→ **Supplied text**
--- start ---

You mean "simply because we, the provider, failed to protect them
from a DOS".

> >  The replication model is actually a pretty profound issue.  Prior
> >  to replication, if you connect to one of the replicas, the message
> >  can be seen as "in transit".  Post deletion on an original prior to
> >  the replication, and the deletion can bee seen as "in transit".  The
> >  worst case failure modes are that a message has increased apparent
> >  delivery latency, or the message "comes back" after it's deleted.
> 
>         Yes, at another level, the particular replication model chosen
> will be important.  However, at this level what we really care about
> is the fact that the message/mailbox is replicated, and we don't
> really care how.

I think you still care how.  I think you care because create
event propagation has to be more reliable than delete event
propagation, because of the failure cases.

[ ... ]
>         So, when defining "recipient system", it makes perfect sense that
> this would be the point at which the mail is accumulated into some
> sort of a mailbox or queue and held on their behalf, regardless of
> whether that mailbox/queue is downloaded/retrieved with UUCP, POP3,
> IMAP4, or some other protocol.

By this definition, DJB is right, and the SMTP server that the
original sender contacts to send the mail is a "recipient system".
I don't buy this definition.

I think the problem here is that you think your customer is the
person who will own the mail server, while I'm thinking the
customer is the person for whom the mail is being transported.

> >  The majority of that latency is an artifact of the FS technology,
> >  not an artifact of the disk technology, except as it impacts the
> >  ability of the FS technology to be implemented without stall
> >  barriers (e.g. IDE write data transfers not permitting disconnect
> >  ruin your whole day).

--- end ---

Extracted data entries
--- start ---

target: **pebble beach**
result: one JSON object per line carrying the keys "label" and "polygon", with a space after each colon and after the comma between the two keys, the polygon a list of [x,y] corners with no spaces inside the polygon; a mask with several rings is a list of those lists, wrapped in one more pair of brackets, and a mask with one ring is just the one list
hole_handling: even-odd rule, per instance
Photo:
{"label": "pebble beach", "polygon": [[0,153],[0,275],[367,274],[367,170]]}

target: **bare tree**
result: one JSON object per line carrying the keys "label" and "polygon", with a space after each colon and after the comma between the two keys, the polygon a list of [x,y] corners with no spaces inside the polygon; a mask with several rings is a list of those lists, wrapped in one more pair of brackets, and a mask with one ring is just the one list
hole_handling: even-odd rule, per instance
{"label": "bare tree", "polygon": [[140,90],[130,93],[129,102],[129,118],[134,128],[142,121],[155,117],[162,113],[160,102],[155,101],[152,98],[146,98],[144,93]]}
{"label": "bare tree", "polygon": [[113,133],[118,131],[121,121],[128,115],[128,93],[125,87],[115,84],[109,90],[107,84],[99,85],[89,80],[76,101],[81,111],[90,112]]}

--- end ---

→ **Written task 1**
Answer these questions about the mail thread:
(a) What are the worst case failure modes of the replication model?
(b) Which protocols are named as ways a mailbox or queue might be downloaded or retrieved?
(c) The majority of the latency is called an artifact of which technology?
→ **Written task 2**
Return the part of the mail thread that opens with the words containing "I think you still" and closes with "some other protocol.".
→ **Written task 3**
Write the next part of the mail thread, picking up after its last line.

→ **Written answer 1**
(a) A message has increased apparent delivery latency, or the message "comes back" after it's deleted.
(b) UUCP, POP3 and IMAP4, or some other protocol.
(c) The FS technology, not the disk technology.

→ **Written answer 2**
I think you still care how.  I think you care because create
event propagation has to be more reliable than delete event
propagation, because of the failure cases.

[ ... ]
>         So, when defining "recipient system", it makes perfect sense that
> this would be the point at which the mail is accumulated into some
> sort of a mailbox or queue and held on their behalf, regardless of
> whether that mailbox/queue is downloaded/retrieved with UUCP, POP3,
> IMAP4, or some other protocol.

→ **Written answer 3**
> 
>         Again, I'd like to know where you get this magic filesystem
> technology that solves all disk I/O performance issues and makes them
> as fast as a RAM disk, while also being 100% perfectly safe.

At one point Matt Dillon was working on a system that did replication
into RAM on multiple knodes, and defined that as "stable storage",
since a system failure or two would not damage the ability to take
responsibility for final delivery; that's one potential implementation.

But the easiest implementation is to use an inode FS.

[ ... ]
>         Correct.  But with only ~1.3 recipients per message (on average),
> there isn't much duplication to be had anyway.  The whole replication
> issue is a different matter.

OK, that's a 25% reduction in the metadata overhead required,
which is what you claim is the bottleneck.  That doesn't look
insignificant to me.

>         No, I don't panic "...at the idea of throwing it into the user
> mailbox...".  I have defined queueing & buffering mechanisms that
> function system-wide, which help me resist problems with even
> large-scale DOS attacks, and help ensure that all the rest of my
> customers continue to receive service even if a single user has an
> overflowing mailbox.

My argument would be that this should be handled out-of-band
via a feedback mechanism, rather than in-band via an EQUOTA,
using the quota as a ffeedback mechanism.

IMO, quotas are useful in IMAP4 servers, where the tendency is
to leave data on the server.  But the value in the quota applies
only to *old* mail, not to unread mail, or newly arrived mail.

>         But it's easier to solve this problem at the system-wide level
> where I can allocate relatively large buffers, as opposed to
> inflicting it on the end user and letting them try to deal with it
> across their slow dial-up line (or whatever).

You're going to do that to the user anyway. Worse, you are going
to give them a mailbox full of DOS crap, and drop good messages
in the toilet (you've taken responsibility for the delivery, so
the sender may not even have them any more, so when you drop them
after the 4 days, they are screwed; you are especially screwed if
the things you are dropping are DSN's from someone *just like you*).

>         Bait not taken.  The customer is paying me to implement quotas.
> This is a basic requirement.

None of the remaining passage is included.